» Your instructions
Pictures aside, output each record exactly.

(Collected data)

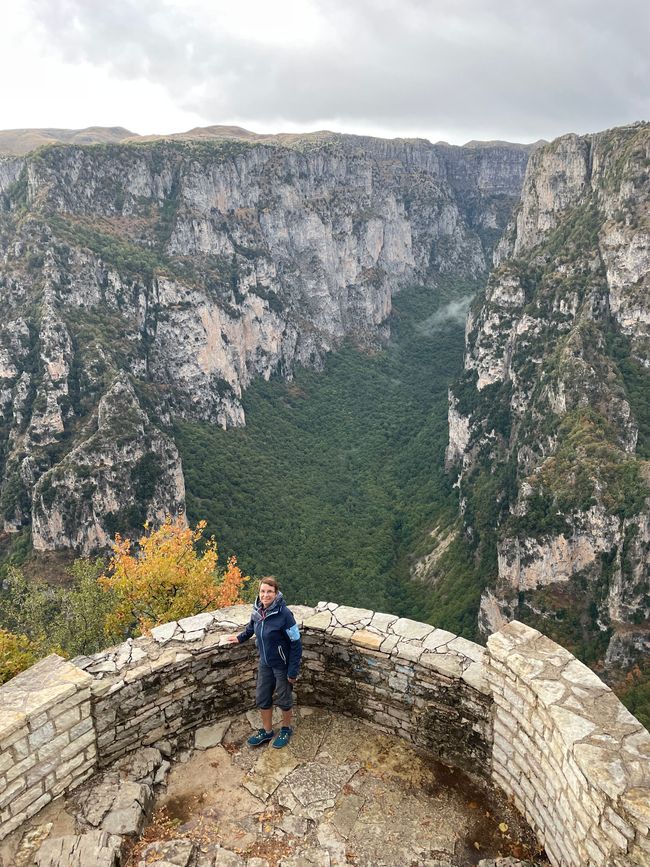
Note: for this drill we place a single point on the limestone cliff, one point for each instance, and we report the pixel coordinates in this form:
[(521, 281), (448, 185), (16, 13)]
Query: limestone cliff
[(192, 267), (551, 416)]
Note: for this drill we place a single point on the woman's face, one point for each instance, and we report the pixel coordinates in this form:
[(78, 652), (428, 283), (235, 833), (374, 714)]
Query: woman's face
[(267, 594)]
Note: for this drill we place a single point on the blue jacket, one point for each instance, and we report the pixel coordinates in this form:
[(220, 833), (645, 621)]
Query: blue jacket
[(278, 636)]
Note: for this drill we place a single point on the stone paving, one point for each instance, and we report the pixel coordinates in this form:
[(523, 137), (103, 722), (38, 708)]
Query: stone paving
[(341, 793)]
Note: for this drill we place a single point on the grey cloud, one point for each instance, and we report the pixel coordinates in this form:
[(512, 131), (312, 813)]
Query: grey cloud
[(473, 66)]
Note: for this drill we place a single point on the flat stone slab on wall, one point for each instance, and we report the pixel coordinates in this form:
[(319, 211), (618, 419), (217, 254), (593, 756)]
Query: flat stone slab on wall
[(47, 738), (574, 759)]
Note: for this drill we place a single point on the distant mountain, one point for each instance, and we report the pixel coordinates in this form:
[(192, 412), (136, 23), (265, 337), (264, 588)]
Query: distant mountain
[(17, 142), (149, 281)]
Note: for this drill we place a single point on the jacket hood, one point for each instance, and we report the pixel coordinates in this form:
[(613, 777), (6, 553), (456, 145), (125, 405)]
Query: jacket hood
[(277, 603)]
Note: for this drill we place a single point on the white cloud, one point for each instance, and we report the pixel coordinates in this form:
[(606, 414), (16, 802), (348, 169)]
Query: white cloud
[(452, 69)]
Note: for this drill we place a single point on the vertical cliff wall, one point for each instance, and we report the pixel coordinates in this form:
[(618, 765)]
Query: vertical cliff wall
[(551, 414), (190, 268)]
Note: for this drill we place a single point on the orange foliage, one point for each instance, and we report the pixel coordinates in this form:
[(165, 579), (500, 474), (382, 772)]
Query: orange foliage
[(167, 578)]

» Your solution
Note: for this drill we place a single point on the limestone cliff, one point for each instance, and we report the pixel coordinates in this form:
[(521, 281), (448, 185), (16, 13)]
Query: limestone cliff
[(192, 267), (551, 416)]
Note: for this drill we place a single point on the woman's face, one point for each instance, and we report the pixel coordinates in this form:
[(78, 652), (428, 283), (235, 833), (374, 714)]
Query: woman's face
[(267, 594)]
Note: for this drill we place a single point on the blue jacket, one point for each instance, and we report the pixel coordinates in this form:
[(220, 833), (645, 621)]
Query: blue jacket
[(278, 636)]
Note: for this drill we place a single point on the stone paving, one point for each instance, and we report the pixel coordinates in this form:
[(523, 137), (103, 722), (38, 708)]
Query: stone paving
[(341, 793)]
Note: for this drill we place a single point on the grey cloud, one point for each instance, and we report the pixel coordinates in this form:
[(512, 131), (312, 813)]
Query: grey cloud
[(473, 66)]
Note: for this drill we place a single point on the flat stone slab on wall, one point for each instance, and we report the pixel coordinates in this form:
[(319, 211), (618, 419), (217, 254), (593, 756)]
Query: flat stone slab on wall
[(47, 738), (574, 759)]
Note: for this drill we place a single point on the distant mountain, one point for each instance, and we report the pixel coordinates in this form:
[(192, 412), (136, 23), (265, 337), (264, 588)]
Query: distant mountain
[(17, 142), (149, 281)]
Note: for this drill we place a single point on the jacket hood, one point for each instance, and we report the pixel coordinates in this form:
[(613, 777), (6, 553), (456, 145), (125, 405)]
Query: jacket hood
[(277, 603)]
Note: for this drill we place a single point on the white cloud, one point for each instance, and we report the pixel coordinates in this form:
[(606, 414), (16, 802), (348, 169)]
Query: white cloud
[(452, 69)]
Note: for this drill we place a single point on the vertical cliff wall, one point for each instance, and we report the pixel coordinates in this form:
[(618, 765)]
Query: vertical cliff wall
[(551, 414), (190, 268)]
Note: for this drill we place a single point on the orange foliage, one point for each instance, and we report the pixel coordinates in this form:
[(165, 579), (500, 474), (382, 772)]
Query: orange foliage
[(167, 578)]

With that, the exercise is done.